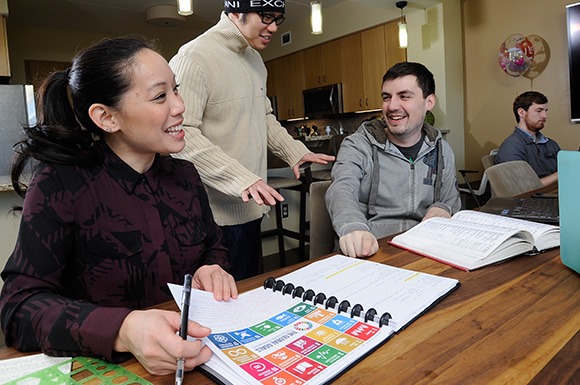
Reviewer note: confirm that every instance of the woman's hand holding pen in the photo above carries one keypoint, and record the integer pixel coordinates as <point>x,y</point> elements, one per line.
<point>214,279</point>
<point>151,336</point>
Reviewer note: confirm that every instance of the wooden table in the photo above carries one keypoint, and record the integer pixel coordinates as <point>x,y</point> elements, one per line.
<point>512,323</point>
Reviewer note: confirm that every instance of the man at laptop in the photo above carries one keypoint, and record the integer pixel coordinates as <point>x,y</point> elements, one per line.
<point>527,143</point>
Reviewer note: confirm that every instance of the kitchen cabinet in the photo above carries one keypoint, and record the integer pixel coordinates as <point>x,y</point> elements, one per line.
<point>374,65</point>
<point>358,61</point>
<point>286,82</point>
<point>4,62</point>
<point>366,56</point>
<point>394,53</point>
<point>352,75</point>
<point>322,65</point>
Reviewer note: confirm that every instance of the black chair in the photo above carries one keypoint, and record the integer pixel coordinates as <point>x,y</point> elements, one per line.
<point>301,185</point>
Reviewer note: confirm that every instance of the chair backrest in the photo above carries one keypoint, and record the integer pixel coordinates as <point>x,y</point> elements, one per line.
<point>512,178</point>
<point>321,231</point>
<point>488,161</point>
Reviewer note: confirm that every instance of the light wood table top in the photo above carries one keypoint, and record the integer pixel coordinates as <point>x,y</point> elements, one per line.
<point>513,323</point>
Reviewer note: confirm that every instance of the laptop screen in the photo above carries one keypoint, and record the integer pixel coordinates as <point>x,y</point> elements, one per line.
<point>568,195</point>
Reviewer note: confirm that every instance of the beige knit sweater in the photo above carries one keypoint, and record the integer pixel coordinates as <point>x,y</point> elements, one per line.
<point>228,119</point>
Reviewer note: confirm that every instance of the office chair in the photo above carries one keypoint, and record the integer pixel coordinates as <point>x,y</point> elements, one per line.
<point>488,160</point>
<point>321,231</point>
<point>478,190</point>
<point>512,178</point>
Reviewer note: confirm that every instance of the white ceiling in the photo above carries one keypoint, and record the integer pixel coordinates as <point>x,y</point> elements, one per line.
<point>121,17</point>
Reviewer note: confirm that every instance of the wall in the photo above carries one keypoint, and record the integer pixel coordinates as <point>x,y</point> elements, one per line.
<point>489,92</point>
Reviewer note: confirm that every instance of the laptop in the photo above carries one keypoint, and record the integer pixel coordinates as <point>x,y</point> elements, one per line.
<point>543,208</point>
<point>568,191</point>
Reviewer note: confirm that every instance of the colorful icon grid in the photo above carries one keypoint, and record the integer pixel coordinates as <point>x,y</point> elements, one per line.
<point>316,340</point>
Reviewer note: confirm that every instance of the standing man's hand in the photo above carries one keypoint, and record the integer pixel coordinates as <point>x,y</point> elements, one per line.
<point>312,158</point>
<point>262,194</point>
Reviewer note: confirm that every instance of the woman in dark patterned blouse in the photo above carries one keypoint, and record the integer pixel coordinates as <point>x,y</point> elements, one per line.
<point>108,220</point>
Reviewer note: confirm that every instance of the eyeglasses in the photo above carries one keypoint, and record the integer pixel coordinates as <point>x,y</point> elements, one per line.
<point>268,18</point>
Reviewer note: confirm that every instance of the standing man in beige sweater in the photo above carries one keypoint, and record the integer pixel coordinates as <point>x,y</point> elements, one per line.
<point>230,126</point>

◆ ◆ ◆ ◆

#### [Objective]
Could you reproduce, word for word, the lines of the material starting with the line that contains "Reviewer note: confirm that every instance of the woman in" and continuing through its end?

#### [Answer for this exercise]
Reviewer note: confirm that every instance of the woman in dark patterned blouse in the photo above carries one keypoint, and record the integer pixel coordinates as <point>x,y</point> elements, one per line.
<point>108,220</point>
Reviewer note: confirm that every instance of the eyeglasses in the photo above carries one keypoint, and record the integer pixel coordinates as <point>x,y</point> elements, one per line.
<point>268,18</point>
Reviewer note: confirm that every instance of the standing man in beige sweater in the photo above carries one keypoint, and record the integer pixel coordinates as <point>x,y</point> elements, one per line.
<point>230,126</point>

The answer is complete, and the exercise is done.